Text extract:

^^^^^^^^^^^^^^^^

That about rounds up this Blog and the uploader changes. As I have said a few times above, this is the first stage of what I hope will be a more complete revision. If this is well-received I will look at the feasibility of contributing this back to the Linden Lab viewer so that everyone (not just Firestorm users) can take advantage of it. The Mesh Uploader is a complex and fickle beast and while I have tried to cover many areas and check for loopholes there is a chance I missed some. I have also deliberately neglected the rigged mesh tools a little, both to focus the changes and to not mix up any issues with uploader changes with Animesh.



Wednesday, 3 October 2018

Shedding light on Mesh uploading - Something I'm playing with...

For some, the entire Mesh upload process is wreathed in fog, a murky, mystery-filled place of confusion. Sometimes this is down to misinformation and poor tutorials out here on the web, but the Mesh uploader does nothing to help its own reputation.

With the above thought in mind, I've started to make a few tweaks to the uploader. Nothing major here but I thought I would share a little of the direction I am going in and see what the feedback is.

While I want to address a number of different problems, from the error reporting to the preview window, I've started with some additional information displays. It has been mentioned many times in the forum that the Mesh uploader is a little "random", and whilst there is a grain of truth to that, it is also in large part due to the opaque nature of the numbers we see. In particular, where is the cost derived from and why does the physics shown on the uploader bear no resemblance to that which we see inworld?

Blogger will downgrade this clip but you can peek at the original here

Very rough and ready but what this shows is some extended information that is returned when you "calculate weights & fee". So what goodies do we have here?

There are 3 sets of information I am showing, we will ignore the middle one for now as it is not useful in its present form, so that leaves...

^^^^^^^^^^^^^^^^

Source material:
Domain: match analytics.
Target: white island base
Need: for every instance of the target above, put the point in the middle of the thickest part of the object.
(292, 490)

^^^^^^^^^^^^^^^^

Parts of the exercise:
1/ Decide whether each statement agrees with the blog post about the Mesh uploader, answering yes or no and quoting the deciding words of the post exactly: (a) The author gave the rigged mesh tools less attention on purpose. (b) The author says the uploader's "random" reputation has nothing to do with the numbers users see. (c) The extended information appears when you "calculate weights & fee".
2/ From the blog post about the Mesh uploader, output everything from "With the above" down to "the feedback is.", copied word for word.
The material plays no role in this work.

Solutions:
1/
(a) Yes: "I have also deliberately neglected the rigged mesh tools a little"
(b) No: "it is also in large part due to the opaque nature of the numbers we see"
(c) Yes: "some extended information that is returned when you "calculate weights & fee""

2/
With the above thought in mind, I've started to make a few tweaks to the uploader. Nothing major here but I thought I would share a little of the direction I am going in and see what the feedback is.